→ TASK DESCRIPTION:
Convert everything in the records from the line containing "the boy's blond" down to the line containing "[(967, 579), (288, 144)]", both ends included, into a Markdown table with the columns Row and Line. Number each line in Row, put its text in Line, and omit blank lines.

→ TASK INPUT:
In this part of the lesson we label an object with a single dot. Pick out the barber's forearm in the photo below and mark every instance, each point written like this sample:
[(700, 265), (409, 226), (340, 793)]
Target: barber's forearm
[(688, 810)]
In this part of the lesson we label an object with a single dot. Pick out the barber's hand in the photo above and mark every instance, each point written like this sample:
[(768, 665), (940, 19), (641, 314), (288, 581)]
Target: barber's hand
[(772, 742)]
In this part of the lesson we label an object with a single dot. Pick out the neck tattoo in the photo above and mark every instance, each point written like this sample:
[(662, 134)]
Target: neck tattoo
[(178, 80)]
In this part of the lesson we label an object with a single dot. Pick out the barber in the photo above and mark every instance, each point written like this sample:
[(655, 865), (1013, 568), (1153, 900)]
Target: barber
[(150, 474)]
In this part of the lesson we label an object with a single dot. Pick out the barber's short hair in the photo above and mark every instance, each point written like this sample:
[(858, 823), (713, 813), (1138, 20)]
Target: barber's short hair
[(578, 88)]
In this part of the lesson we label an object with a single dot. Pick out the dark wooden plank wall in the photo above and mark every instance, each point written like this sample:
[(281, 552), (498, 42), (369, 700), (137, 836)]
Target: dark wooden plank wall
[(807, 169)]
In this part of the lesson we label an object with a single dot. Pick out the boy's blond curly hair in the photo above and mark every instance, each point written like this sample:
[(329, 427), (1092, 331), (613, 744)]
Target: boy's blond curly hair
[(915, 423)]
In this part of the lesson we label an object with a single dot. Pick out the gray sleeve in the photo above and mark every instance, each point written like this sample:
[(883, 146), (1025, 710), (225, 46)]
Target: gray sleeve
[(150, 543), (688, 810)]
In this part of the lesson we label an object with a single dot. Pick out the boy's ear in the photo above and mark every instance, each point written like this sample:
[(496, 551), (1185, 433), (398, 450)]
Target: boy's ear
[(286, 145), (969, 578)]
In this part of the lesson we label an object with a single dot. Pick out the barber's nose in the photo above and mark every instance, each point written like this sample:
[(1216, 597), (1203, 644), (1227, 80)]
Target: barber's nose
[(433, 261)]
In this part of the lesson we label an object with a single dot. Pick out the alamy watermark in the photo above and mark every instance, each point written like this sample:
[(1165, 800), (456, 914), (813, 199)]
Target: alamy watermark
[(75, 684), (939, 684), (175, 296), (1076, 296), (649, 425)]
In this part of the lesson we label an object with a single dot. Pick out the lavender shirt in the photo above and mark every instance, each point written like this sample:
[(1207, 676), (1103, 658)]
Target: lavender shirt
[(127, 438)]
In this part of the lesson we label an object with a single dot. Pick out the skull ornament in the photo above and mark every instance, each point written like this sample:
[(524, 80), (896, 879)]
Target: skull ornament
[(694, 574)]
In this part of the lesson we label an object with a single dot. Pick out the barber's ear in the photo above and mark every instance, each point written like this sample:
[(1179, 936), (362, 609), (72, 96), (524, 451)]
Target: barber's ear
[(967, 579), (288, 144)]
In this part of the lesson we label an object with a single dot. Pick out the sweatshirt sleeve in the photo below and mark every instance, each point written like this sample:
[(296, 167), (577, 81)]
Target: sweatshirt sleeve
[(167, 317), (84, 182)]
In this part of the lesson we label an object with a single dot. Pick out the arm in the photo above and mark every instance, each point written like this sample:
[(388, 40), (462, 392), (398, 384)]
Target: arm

→ ANSWER IN FULL:
| Row | Line |
|---|---|
| 1 | In this part of the lesson we label an object with a single dot. Pick out the boy's blond curly hair in the photo above and mark every instance, each point written like this sample: |
| 2 | [(329, 427), (1092, 331), (613, 744)] |
| 3 | Target: boy's blond curly hair |
| 4 | [(915, 423)] |
| 5 | In this part of the lesson we label an object with a single dot. Pick out the gray sleeve in the photo above and mark every instance, each point written like this sample: |
| 6 | [(883, 146), (1025, 710), (225, 46)] |
| 7 | Target: gray sleeve |
| 8 | [(150, 543), (688, 810)] |
| 9 | In this part of the lesson we label an object with a single dot. Pick out the boy's ear in the photo above and mark every instance, each point written like this sample: |
| 10 | [(496, 551), (1185, 433), (398, 450)] |
| 11 | Target: boy's ear |
| 12 | [(286, 145), (969, 578)] |
| 13 | In this part of the lesson we label an object with a single dot. Pick out the barber's nose in the photo above and mark every instance, each point written like this sample: |
| 14 | [(1216, 597), (1203, 644), (1227, 80)] |
| 15 | Target: barber's nose |
| 16 | [(433, 261)] |
| 17 | In this part of the lesson we label an object with a single dot. Pick out the alamy watermark in the photo above and mark every instance, each point written like this sample: |
| 18 | [(1165, 800), (456, 914), (813, 199)] |
| 19 | Target: alamy watermark |
| 20 | [(75, 684), (939, 684), (175, 296), (1076, 296), (649, 425)] |
| 21 | In this part of the lesson we label an object with a single dot. Pick out the lavender shirt in the photo above and mark every instance, each point written like this sample: |
| 22 | [(1207, 676), (1103, 658)] |
| 23 | Target: lavender shirt |
| 24 | [(127, 438)] |
| 25 | In this part of the lesson we label an object with a single dot. Pick out the skull ornament in the photo above and mark every instance, each point written like this sample: |
| 26 | [(524, 80), (896, 879)] |
| 27 | Target: skull ornament |
| 28 | [(694, 574)] |
| 29 | In this part of the lesson we label an object with a single dot. Pick out the barber's ear in the photo above and mark every instance, each point written like this sample: |
| 30 | [(1179, 936), (362, 609), (72, 96), (524, 451)] |
| 31 | Target: barber's ear |
| 32 | [(967, 579), (288, 144)] |